**给定文本**
--------------------------------------------------

Given a m x n grid filled with non-negative numbers, find a path from top left to bottom right which minimizes the sum of all numbers along its path.

Note: You can only move either down or right at any point in time.

动态规划问题, 到达每个格子的最小的路径和等于到达左边左边格子的路径和与到达上面的格子的路径和中的较小值加上当前格子的值.

class Solution {
public:
    int minPathSum(vector<vector<int> > &grid) {
        int height = grid.size(), width = grid[0].size();
        
        for(int i = 1; i < height; i++)
            grid[i][0] += grid[i - 1][0];
        for(int i = 1; i < width; i++)
            grid[0][i] += grid[0][i - 1];
            
        for(int i = 1; i < height; i++){
            for(int j = 1; j < width; j++){
                grid[i][j] += (grid[i - 1][j] < grid[i][j - 1] ? grid[i - 1][j] : grid[i][j - 1]);
            }
        }
        
        return grid[height - 1][width - 1];
    }
};

题目描述

Follow up for “Unique Paths”:

Now consider if some obstacles are added to the grids. How many unique paths would there be?

An obstacle and empty space is marked as 1 and 0 respectively in the grid.

For example, There is one obstacle in the middle of a 3x3 grid as illustrated below.

[
  [0,0,0],
  [0,1,0],
  [0,0,0]
]

The total number of unique paths is 2.

Note: m and n will be at most 100.

紧跟着上一题Unique Paths, 这一题增加了条件, 在地图上会出现障碍物(用1表示), 障碍物不能出现在路线上. 仍然采用上一题的动态规划法, 只不过多了一条:

• 所有障碍物的位置到达的路线数量都为0

class Solution {
public:
    int uniquePathsWithObstacles(vector<vector<int>>& obstacleGrid) {
        int m = obstacleGrid.size();
        if(m == 0)

--------------------------------------------------

**数据摘录**

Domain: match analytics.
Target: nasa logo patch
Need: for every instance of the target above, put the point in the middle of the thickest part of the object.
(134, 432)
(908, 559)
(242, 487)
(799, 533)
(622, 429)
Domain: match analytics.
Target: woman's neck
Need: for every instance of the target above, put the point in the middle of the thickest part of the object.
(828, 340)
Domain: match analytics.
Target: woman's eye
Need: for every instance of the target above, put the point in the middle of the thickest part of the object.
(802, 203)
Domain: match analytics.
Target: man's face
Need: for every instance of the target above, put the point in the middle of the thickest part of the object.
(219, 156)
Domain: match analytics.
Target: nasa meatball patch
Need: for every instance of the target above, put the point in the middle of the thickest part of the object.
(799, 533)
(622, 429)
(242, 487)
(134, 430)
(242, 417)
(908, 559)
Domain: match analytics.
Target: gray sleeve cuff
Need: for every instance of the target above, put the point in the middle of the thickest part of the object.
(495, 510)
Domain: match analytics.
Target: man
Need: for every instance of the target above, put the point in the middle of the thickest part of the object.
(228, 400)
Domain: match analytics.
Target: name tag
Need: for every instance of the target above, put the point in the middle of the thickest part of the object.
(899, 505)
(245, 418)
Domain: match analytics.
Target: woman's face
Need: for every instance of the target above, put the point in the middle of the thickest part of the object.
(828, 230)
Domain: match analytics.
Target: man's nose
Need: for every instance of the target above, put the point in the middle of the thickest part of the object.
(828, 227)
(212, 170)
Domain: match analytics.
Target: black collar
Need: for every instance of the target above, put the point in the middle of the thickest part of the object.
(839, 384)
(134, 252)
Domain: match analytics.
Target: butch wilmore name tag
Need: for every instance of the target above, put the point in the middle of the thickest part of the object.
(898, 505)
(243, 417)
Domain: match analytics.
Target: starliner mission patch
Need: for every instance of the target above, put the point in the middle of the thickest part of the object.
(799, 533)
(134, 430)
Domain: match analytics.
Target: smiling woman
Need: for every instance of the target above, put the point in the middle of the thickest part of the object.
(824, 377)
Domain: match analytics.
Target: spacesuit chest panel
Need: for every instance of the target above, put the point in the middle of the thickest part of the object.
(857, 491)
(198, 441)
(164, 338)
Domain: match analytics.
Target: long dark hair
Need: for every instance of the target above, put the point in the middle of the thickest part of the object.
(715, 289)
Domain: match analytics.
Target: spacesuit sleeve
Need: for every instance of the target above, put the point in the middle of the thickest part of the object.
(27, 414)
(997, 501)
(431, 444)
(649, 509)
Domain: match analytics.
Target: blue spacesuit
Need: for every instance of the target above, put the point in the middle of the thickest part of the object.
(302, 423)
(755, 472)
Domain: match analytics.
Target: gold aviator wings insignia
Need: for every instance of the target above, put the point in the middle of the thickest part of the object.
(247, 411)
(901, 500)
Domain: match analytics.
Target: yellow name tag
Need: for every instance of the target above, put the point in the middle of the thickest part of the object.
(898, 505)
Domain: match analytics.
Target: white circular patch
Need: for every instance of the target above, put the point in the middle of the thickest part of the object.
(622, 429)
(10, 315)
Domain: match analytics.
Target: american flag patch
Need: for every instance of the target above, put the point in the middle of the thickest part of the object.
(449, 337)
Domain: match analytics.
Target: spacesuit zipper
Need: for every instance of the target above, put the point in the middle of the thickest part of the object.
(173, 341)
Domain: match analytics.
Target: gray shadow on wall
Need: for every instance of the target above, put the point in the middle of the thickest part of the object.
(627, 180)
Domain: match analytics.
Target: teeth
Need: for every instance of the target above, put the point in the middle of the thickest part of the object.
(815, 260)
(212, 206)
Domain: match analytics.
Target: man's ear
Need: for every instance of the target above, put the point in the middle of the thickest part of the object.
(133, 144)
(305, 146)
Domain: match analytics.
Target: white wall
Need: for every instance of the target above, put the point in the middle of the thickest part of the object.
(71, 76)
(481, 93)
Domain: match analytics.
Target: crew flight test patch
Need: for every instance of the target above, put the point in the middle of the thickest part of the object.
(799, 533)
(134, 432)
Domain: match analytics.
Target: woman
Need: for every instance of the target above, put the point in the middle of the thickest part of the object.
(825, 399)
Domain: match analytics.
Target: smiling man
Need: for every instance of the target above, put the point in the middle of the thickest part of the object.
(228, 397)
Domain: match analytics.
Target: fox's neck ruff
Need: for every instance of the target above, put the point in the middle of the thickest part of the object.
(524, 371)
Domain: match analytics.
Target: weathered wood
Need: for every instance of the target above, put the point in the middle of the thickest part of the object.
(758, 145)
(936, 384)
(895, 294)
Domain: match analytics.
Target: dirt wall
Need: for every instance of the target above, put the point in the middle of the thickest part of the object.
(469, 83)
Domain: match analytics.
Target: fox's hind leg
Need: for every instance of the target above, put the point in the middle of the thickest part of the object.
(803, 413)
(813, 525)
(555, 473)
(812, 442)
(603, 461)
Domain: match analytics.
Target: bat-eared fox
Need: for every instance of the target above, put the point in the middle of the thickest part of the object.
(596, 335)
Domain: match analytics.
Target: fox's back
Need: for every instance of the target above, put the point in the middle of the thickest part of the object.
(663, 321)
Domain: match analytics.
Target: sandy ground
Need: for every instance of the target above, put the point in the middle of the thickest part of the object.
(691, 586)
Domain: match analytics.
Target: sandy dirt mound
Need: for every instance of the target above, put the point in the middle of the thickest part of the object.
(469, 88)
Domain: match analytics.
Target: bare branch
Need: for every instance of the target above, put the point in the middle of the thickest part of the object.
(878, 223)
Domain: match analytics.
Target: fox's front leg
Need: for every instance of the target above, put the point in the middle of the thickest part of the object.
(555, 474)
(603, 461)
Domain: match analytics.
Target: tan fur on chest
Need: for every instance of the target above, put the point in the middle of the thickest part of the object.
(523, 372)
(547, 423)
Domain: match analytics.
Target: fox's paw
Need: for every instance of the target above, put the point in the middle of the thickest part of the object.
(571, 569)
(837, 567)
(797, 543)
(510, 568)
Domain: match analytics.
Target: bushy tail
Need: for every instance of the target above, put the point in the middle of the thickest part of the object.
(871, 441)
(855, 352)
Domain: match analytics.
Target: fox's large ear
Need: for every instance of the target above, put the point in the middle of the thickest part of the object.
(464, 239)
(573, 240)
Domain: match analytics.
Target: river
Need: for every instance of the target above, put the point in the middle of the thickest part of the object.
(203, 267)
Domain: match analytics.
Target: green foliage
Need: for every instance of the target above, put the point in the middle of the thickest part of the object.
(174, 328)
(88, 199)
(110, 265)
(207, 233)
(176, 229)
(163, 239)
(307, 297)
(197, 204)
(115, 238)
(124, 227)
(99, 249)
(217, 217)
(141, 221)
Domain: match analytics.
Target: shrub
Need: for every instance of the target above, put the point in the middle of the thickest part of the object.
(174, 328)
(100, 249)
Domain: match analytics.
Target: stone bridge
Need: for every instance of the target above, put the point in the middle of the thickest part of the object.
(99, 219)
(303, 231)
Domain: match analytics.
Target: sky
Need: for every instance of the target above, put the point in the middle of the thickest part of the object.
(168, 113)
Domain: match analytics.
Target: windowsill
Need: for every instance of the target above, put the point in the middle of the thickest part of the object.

--------------------------------------------------

**任务指令**
a - 在给定文本中，网格里的障碍物和空位分别用什么数字标记？
b - 请将给定文本中从“Given a m x”到“point in time.”之间的部分照录下来，首尾两处都包括在内。
这些材料取自另一来源。

**书面答案**
a - 障碍物标记为1，空位标记为0。

b -
Given a m x n grid filled with non-negative numbers, find a path from top left to bottom right which minimizes the sum of all numbers along its path.

Note: You can only move either down or right at any point in time.